**EXERCISE INSTRUCTIONS**
Filter the rows below, copying every line that contains the string "lion". The match is case-sensitive.

**INPUT DATA**
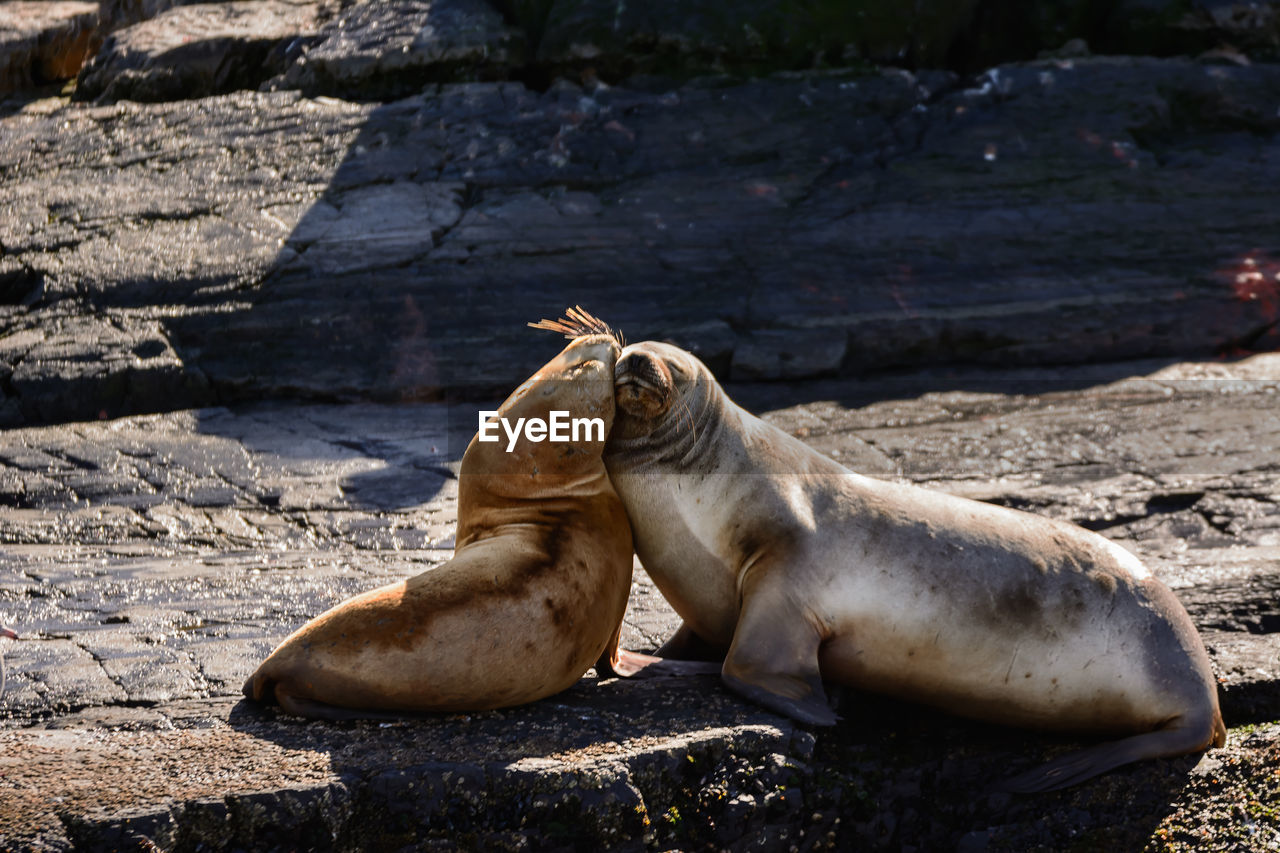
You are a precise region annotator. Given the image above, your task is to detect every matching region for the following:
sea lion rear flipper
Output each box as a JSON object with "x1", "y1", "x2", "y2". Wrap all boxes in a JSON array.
[
  {"x1": 721, "y1": 575, "x2": 840, "y2": 726},
  {"x1": 996, "y1": 716, "x2": 1221, "y2": 794}
]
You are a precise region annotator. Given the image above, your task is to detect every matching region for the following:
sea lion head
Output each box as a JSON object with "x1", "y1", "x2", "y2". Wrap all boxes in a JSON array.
[
  {"x1": 460, "y1": 309, "x2": 622, "y2": 497},
  {"x1": 613, "y1": 341, "x2": 717, "y2": 438}
]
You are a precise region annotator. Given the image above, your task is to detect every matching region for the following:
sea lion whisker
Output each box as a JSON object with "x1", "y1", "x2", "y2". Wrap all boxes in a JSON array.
[{"x1": 526, "y1": 305, "x2": 626, "y2": 348}]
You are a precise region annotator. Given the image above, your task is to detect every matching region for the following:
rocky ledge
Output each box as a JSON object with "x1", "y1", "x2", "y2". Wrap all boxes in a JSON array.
[
  {"x1": 0, "y1": 0, "x2": 1280, "y2": 427},
  {"x1": 0, "y1": 342, "x2": 1280, "y2": 850}
]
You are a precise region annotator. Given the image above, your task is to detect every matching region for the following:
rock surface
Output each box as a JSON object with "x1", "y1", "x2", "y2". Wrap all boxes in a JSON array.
[
  {"x1": 76, "y1": 0, "x2": 323, "y2": 104},
  {"x1": 0, "y1": 59, "x2": 1280, "y2": 425},
  {"x1": 0, "y1": 356, "x2": 1280, "y2": 850},
  {"x1": 0, "y1": 0, "x2": 102, "y2": 95}
]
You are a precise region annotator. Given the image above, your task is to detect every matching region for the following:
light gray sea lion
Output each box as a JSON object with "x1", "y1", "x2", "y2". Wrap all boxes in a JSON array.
[
  {"x1": 244, "y1": 314, "x2": 631, "y2": 719},
  {"x1": 604, "y1": 342, "x2": 1226, "y2": 790}
]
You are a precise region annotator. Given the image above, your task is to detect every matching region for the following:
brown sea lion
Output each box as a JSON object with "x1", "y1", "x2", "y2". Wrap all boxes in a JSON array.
[
  {"x1": 244, "y1": 314, "x2": 631, "y2": 719},
  {"x1": 604, "y1": 342, "x2": 1226, "y2": 790}
]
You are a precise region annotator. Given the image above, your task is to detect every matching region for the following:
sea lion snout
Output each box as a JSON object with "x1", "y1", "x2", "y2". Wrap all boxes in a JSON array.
[{"x1": 613, "y1": 351, "x2": 676, "y2": 419}]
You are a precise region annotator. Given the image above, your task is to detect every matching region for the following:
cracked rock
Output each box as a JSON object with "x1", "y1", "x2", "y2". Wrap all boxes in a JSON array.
[{"x1": 74, "y1": 0, "x2": 321, "y2": 104}]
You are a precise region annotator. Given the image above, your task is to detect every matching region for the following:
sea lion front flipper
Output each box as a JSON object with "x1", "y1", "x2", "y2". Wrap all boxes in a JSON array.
[
  {"x1": 596, "y1": 648, "x2": 721, "y2": 679},
  {"x1": 721, "y1": 574, "x2": 840, "y2": 726}
]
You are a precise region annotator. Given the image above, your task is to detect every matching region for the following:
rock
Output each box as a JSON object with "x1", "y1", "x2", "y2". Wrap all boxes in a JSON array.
[
  {"x1": 0, "y1": 0, "x2": 102, "y2": 95},
  {"x1": 0, "y1": 58, "x2": 1280, "y2": 419},
  {"x1": 730, "y1": 329, "x2": 849, "y2": 380},
  {"x1": 74, "y1": 0, "x2": 321, "y2": 104},
  {"x1": 0, "y1": 353, "x2": 1280, "y2": 850},
  {"x1": 265, "y1": 0, "x2": 522, "y2": 100}
]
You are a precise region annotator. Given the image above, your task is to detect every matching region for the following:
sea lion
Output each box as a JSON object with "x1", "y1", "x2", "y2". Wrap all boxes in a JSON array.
[
  {"x1": 604, "y1": 342, "x2": 1226, "y2": 790},
  {"x1": 244, "y1": 314, "x2": 631, "y2": 719}
]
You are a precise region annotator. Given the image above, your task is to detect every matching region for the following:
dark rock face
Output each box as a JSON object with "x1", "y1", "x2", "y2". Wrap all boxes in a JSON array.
[
  {"x1": 264, "y1": 0, "x2": 524, "y2": 100},
  {"x1": 0, "y1": 59, "x2": 1280, "y2": 423},
  {"x1": 76, "y1": 0, "x2": 320, "y2": 104}
]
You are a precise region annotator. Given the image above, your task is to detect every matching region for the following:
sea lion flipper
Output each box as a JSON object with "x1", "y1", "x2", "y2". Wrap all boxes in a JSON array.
[
  {"x1": 596, "y1": 648, "x2": 721, "y2": 679},
  {"x1": 721, "y1": 573, "x2": 840, "y2": 726},
  {"x1": 595, "y1": 620, "x2": 630, "y2": 679},
  {"x1": 997, "y1": 717, "x2": 1217, "y2": 794}
]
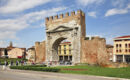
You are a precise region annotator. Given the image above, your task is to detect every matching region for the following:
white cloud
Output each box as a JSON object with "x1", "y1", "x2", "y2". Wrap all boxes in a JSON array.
[
  {"x1": 105, "y1": 8, "x2": 128, "y2": 17},
  {"x1": 112, "y1": 0, "x2": 126, "y2": 7},
  {"x1": 77, "y1": 0, "x2": 104, "y2": 6},
  {"x1": 0, "y1": 7, "x2": 66, "y2": 40},
  {"x1": 0, "y1": 40, "x2": 8, "y2": 47},
  {"x1": 88, "y1": 11, "x2": 97, "y2": 18},
  {"x1": 105, "y1": 0, "x2": 130, "y2": 17},
  {"x1": 0, "y1": 0, "x2": 52, "y2": 13}
]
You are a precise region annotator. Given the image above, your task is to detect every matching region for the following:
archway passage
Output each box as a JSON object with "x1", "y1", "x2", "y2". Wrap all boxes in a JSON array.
[{"x1": 52, "y1": 38, "x2": 72, "y2": 65}]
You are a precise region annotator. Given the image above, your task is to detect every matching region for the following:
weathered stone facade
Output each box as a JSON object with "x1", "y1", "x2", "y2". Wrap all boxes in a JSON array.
[
  {"x1": 35, "y1": 10, "x2": 109, "y2": 64},
  {"x1": 35, "y1": 41, "x2": 46, "y2": 63}
]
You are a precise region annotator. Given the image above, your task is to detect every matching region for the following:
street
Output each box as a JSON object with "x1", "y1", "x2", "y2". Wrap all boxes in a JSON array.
[{"x1": 0, "y1": 67, "x2": 127, "y2": 80}]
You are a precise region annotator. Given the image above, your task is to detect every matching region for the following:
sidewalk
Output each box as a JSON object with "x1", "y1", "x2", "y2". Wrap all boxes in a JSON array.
[{"x1": 1, "y1": 69, "x2": 130, "y2": 80}]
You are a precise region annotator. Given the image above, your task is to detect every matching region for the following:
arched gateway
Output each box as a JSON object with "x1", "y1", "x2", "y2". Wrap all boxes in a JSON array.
[{"x1": 46, "y1": 10, "x2": 86, "y2": 64}]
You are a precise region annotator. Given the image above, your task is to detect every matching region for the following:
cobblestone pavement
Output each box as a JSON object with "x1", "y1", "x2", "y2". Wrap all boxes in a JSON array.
[{"x1": 0, "y1": 67, "x2": 128, "y2": 80}]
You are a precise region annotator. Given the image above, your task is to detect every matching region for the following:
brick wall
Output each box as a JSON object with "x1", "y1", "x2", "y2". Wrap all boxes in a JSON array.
[
  {"x1": 35, "y1": 41, "x2": 46, "y2": 63},
  {"x1": 81, "y1": 37, "x2": 109, "y2": 64}
]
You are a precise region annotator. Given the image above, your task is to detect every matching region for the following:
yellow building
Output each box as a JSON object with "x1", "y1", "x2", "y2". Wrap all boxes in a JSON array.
[
  {"x1": 113, "y1": 35, "x2": 130, "y2": 63},
  {"x1": 58, "y1": 42, "x2": 72, "y2": 61}
]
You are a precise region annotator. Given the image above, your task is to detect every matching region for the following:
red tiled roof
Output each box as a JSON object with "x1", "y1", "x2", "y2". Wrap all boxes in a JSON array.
[
  {"x1": 61, "y1": 42, "x2": 71, "y2": 44},
  {"x1": 115, "y1": 35, "x2": 130, "y2": 39}
]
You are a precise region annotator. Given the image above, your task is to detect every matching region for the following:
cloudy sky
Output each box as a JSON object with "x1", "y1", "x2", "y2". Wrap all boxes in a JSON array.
[{"x1": 0, "y1": 0, "x2": 130, "y2": 48}]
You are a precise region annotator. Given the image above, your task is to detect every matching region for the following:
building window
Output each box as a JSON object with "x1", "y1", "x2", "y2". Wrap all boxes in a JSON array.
[
  {"x1": 116, "y1": 50, "x2": 118, "y2": 53},
  {"x1": 69, "y1": 50, "x2": 71, "y2": 54},
  {"x1": 69, "y1": 44, "x2": 71, "y2": 49},
  {"x1": 125, "y1": 44, "x2": 127, "y2": 48},
  {"x1": 64, "y1": 45, "x2": 66, "y2": 49},
  {"x1": 119, "y1": 44, "x2": 121, "y2": 48},
  {"x1": 116, "y1": 44, "x2": 118, "y2": 48},
  {"x1": 64, "y1": 50, "x2": 66, "y2": 54},
  {"x1": 119, "y1": 49, "x2": 122, "y2": 52},
  {"x1": 125, "y1": 49, "x2": 127, "y2": 53}
]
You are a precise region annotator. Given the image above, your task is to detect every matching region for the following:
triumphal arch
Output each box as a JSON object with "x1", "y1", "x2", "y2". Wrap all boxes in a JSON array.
[{"x1": 45, "y1": 10, "x2": 86, "y2": 64}]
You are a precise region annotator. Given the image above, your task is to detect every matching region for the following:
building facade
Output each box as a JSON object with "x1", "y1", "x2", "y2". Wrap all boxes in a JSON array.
[
  {"x1": 35, "y1": 10, "x2": 109, "y2": 65},
  {"x1": 26, "y1": 47, "x2": 36, "y2": 62},
  {"x1": 58, "y1": 42, "x2": 72, "y2": 61},
  {"x1": 8, "y1": 48, "x2": 26, "y2": 58},
  {"x1": 0, "y1": 42, "x2": 26, "y2": 58},
  {"x1": 113, "y1": 35, "x2": 130, "y2": 63}
]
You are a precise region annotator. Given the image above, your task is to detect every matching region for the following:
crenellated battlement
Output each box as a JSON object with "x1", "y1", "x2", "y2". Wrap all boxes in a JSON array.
[{"x1": 46, "y1": 10, "x2": 85, "y2": 22}]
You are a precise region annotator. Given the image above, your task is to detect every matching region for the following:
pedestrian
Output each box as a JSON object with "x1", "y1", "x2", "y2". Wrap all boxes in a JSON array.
[
  {"x1": 3, "y1": 60, "x2": 7, "y2": 70},
  {"x1": 16, "y1": 61, "x2": 19, "y2": 66},
  {"x1": 24, "y1": 60, "x2": 27, "y2": 65},
  {"x1": 10, "y1": 60, "x2": 14, "y2": 66}
]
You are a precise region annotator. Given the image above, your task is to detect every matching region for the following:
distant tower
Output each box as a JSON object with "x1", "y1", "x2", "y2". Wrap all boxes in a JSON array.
[{"x1": 9, "y1": 41, "x2": 13, "y2": 47}]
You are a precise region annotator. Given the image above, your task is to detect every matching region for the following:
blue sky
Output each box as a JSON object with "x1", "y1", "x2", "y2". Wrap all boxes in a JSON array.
[{"x1": 0, "y1": 0, "x2": 130, "y2": 48}]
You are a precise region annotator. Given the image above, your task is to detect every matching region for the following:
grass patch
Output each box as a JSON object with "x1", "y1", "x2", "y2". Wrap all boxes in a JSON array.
[
  {"x1": 10, "y1": 65, "x2": 60, "y2": 72},
  {"x1": 56, "y1": 65, "x2": 130, "y2": 79}
]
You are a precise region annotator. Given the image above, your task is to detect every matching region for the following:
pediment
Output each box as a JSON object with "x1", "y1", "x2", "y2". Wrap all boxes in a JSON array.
[{"x1": 48, "y1": 26, "x2": 73, "y2": 33}]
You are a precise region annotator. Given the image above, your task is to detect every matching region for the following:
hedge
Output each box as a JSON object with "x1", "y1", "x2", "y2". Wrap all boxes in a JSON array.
[
  {"x1": 0, "y1": 58, "x2": 27, "y2": 63},
  {"x1": 10, "y1": 66, "x2": 60, "y2": 72}
]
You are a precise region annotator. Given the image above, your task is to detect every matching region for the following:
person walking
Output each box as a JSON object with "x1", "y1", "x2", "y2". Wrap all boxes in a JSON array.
[
  {"x1": 16, "y1": 61, "x2": 19, "y2": 66},
  {"x1": 10, "y1": 60, "x2": 14, "y2": 66}
]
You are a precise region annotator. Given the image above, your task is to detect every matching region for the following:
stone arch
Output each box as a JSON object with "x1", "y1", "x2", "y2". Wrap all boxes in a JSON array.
[
  {"x1": 45, "y1": 10, "x2": 86, "y2": 64},
  {"x1": 52, "y1": 37, "x2": 67, "y2": 61}
]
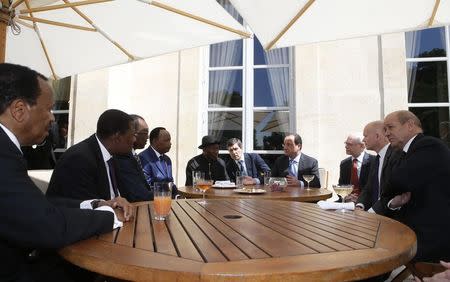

**FULL SOLUTION**
sea lion rear flipper
sea lion head
sea lion whisker
light gray sea lion
brown sea lion
sea lion snout
sea lion front flipper
sea lion
sea lion flipper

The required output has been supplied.